Again from the equation we have $ f(yf(x)) = xf(y)$. Hence $ f(f(xf(y))) = xf(y)$. Thus $ f(f(t)) = t$ for $ t = xf(y)$. Combining this with $ (1)$ we get $ f(1) = 1$. Thus $ x = 1,y = t$ implies $ f(f(t)) = t\,\forall t\in\mathbb N\quad(2)$.

Assume that $ f(a) = f(b)$. Then we have $ f(af(a)) = f(af(b))$ which implies $ af(a) = bf(a)\implies a = b$. Thus $ f$ is injective. However, $ (2)$ implies that $ f$ is surjective. Thus $ f$ is bijective.

The substitution $ y = f(z)$ in our original equation yields $ f(f(z)f(x)) = xf(f(z)) = zx\,\forall z,x\in\mathbb N$. But $ zx = f(f(zx))$. Thus $ f(f(zx)) = f(f(z)f(x))\implies f(zx) = f(z)f(x)$. This is Cauchy's equation with solution  $ f(x) = x^k$ (the other solutions don't count since $ f: \mathbb N\to\mathbb N$). But $ f(f(x)) = x$ implies $ k^2 = 1$. Hence $ k = 1$ (as $ k\neq -1$). Thus the only solution is $ \boxed{f(x) = x}$.

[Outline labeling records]
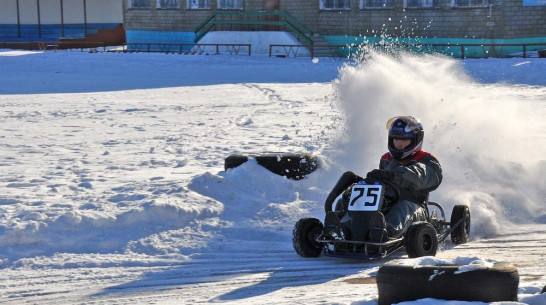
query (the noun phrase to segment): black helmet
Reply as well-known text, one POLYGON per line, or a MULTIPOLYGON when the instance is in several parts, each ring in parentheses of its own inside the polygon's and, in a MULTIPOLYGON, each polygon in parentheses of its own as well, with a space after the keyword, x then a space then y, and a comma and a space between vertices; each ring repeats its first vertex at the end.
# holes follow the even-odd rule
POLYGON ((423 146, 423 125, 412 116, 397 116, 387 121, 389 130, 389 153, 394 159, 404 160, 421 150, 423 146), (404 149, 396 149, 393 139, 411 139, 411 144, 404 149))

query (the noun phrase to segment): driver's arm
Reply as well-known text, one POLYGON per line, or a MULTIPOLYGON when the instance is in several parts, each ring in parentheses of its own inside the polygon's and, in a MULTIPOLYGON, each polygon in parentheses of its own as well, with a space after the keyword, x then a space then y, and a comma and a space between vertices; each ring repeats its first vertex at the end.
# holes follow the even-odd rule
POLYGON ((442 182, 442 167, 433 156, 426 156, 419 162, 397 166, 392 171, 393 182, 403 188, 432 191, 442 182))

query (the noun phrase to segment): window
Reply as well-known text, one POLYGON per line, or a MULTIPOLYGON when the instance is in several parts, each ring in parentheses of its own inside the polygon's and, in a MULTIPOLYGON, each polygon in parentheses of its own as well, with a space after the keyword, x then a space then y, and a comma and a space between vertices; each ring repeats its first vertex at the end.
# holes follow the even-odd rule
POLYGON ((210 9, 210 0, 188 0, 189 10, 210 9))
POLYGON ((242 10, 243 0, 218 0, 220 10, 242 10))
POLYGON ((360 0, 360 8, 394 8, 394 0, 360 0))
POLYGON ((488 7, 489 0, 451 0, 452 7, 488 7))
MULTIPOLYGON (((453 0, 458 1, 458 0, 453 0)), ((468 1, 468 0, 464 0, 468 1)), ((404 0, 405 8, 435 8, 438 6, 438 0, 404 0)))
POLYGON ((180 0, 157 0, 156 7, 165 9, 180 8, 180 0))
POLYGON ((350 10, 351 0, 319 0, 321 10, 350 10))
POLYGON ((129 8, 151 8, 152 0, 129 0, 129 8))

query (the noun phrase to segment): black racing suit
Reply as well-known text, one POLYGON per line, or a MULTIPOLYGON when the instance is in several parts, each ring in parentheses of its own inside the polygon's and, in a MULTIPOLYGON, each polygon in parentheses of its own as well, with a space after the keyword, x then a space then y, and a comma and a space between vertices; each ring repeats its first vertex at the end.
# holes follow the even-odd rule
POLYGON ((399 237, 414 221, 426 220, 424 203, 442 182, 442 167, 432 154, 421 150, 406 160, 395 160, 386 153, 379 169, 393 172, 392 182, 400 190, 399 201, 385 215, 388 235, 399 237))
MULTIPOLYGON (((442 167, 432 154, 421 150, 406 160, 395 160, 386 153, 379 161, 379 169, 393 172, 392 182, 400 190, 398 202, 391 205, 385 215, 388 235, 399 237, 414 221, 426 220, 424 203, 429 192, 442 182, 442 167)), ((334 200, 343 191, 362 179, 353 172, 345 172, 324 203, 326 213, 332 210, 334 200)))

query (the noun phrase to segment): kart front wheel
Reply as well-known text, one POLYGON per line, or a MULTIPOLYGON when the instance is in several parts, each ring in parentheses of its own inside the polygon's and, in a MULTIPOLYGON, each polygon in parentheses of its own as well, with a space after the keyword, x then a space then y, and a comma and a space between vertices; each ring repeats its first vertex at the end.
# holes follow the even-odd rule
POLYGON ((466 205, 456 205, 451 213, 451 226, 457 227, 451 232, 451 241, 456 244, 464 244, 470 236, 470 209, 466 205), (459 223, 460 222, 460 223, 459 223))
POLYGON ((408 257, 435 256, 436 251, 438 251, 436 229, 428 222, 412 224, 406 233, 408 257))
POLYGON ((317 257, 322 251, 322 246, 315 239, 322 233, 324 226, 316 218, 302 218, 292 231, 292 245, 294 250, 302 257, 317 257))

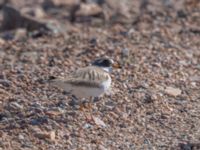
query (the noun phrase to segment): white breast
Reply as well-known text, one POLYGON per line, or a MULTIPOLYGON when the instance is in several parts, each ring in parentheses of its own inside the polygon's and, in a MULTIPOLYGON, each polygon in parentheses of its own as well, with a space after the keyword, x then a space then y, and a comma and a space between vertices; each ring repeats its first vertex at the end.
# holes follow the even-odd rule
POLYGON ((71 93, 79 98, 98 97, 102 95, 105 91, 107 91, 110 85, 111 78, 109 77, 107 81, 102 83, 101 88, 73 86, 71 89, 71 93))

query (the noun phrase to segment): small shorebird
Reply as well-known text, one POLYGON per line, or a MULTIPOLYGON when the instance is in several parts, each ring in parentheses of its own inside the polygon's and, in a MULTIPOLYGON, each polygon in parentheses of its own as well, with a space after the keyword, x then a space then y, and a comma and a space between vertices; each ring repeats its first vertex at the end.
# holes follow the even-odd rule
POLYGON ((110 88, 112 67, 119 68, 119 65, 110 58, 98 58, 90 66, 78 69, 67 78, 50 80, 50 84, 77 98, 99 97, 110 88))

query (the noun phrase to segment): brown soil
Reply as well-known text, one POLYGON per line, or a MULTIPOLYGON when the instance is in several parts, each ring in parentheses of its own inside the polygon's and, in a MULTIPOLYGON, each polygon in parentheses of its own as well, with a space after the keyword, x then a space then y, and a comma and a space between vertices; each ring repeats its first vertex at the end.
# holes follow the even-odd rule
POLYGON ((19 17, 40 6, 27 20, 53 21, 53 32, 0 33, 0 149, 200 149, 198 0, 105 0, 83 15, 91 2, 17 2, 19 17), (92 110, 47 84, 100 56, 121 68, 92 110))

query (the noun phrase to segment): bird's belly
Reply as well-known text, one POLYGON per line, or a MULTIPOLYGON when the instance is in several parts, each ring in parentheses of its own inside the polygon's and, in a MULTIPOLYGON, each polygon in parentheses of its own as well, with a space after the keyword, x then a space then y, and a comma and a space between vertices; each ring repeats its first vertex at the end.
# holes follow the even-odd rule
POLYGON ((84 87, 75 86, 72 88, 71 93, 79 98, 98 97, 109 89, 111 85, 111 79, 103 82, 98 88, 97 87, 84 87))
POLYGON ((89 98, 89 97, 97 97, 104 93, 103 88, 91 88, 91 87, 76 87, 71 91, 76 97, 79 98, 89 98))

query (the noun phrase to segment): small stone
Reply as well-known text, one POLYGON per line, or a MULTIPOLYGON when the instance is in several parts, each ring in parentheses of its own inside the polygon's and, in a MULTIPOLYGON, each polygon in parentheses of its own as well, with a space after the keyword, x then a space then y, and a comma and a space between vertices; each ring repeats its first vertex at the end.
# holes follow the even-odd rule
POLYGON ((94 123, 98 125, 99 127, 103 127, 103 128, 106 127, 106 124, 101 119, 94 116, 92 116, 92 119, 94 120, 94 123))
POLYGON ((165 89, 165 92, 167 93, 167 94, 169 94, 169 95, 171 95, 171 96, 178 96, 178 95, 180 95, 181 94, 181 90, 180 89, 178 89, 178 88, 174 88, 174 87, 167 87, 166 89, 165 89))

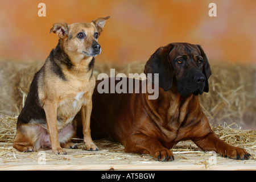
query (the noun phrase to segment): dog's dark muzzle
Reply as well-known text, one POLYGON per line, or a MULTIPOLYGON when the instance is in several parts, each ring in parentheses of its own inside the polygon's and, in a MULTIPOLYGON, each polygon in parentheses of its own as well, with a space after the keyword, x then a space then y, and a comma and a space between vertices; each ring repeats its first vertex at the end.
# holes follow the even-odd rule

> **TASKS TO PERFORM**
A: Quote the passage of the functional equation proof that starts with "Assume that $" and goes on through "f$ is bijective.".
B: Copy every line of the records that contains the string "small", treating uppercase and lowercase letters as different.

> **TASK RESPONSES**
A:
Assume that $ f(a) = f(b)$. Then we have $ f(af(a)) = f(af(b))$ which implies $ af(a) = bf(a)\implies a = b$. Thus $ f$ is injective. However, $ (2)$ implies that $ f$ is surjective. Thus $ f$ is bijective.

B:
query (the noun phrase to segment): small shorebird
query (the noun phrase to segment): small stone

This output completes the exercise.